GIVEN REQUEST :: Render the lines below as a numbered list, skipping any blank lines and omitting the pictures.

DATA SUPPLIED ::
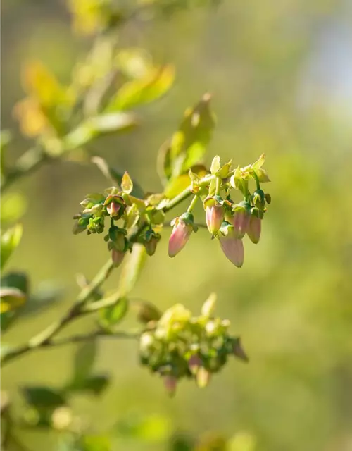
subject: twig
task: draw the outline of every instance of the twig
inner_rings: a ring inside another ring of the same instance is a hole
[[[32,173],[51,159],[53,159],[53,157],[39,145],[29,149],[18,159],[8,173],[3,177],[0,190],[4,192],[18,179]]]
[[[58,332],[59,332],[68,323],[87,313],[96,311],[99,309],[99,308],[88,309],[84,309],[84,307],[94,291],[108,278],[113,268],[113,263],[111,259],[109,259],[99,271],[92,282],[81,290],[80,293],[77,297],[76,302],[71,307],[70,307],[70,309],[68,309],[66,313],[61,319],[52,323],[38,335],[34,335],[25,345],[11,349],[5,354],[1,359],[1,366],[4,366],[8,362],[22,355],[23,354],[29,352],[38,347],[45,346],[46,343],[50,342],[51,338],[57,334]],[[103,307],[108,307],[108,305],[113,305],[118,302],[118,297],[115,295],[114,297],[108,297],[106,299],[102,299],[102,301],[104,300],[106,303]],[[102,301],[99,301],[99,304],[101,304]],[[92,305],[94,306],[94,303]],[[101,307],[100,308],[102,307]]]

REPLY ::
1. subject: twig
2. task: draw the outline of every instance of the twig
3. inner_rings: a ring inside another ring of the same instance is a hole
4. [[[32,173],[51,159],[53,159],[53,157],[39,145],[29,149],[18,159],[8,173],[3,177],[0,190],[4,192],[18,179]]]
5. [[[58,332],[59,332],[68,323],[87,313],[96,311],[99,309],[99,308],[88,309],[84,309],[84,307],[94,291],[108,278],[113,268],[113,263],[111,259],[109,259],[99,271],[92,282],[81,290],[80,293],[77,297],[76,302],[71,307],[70,307],[70,309],[68,309],[66,313],[61,319],[52,323],[38,335],[34,335],[25,345],[11,349],[5,354],[1,359],[1,366],[4,366],[8,362],[22,355],[23,354],[29,352],[38,347],[45,346],[46,343],[50,342],[51,338],[57,334]],[[103,307],[108,307],[108,305],[113,305],[118,302],[118,297],[115,295],[114,297],[108,297],[106,299],[102,299],[102,301],[104,300],[106,303]],[[102,301],[99,301],[99,304],[101,304]],[[92,305],[94,306],[94,303]],[[101,307],[100,308],[102,307]]]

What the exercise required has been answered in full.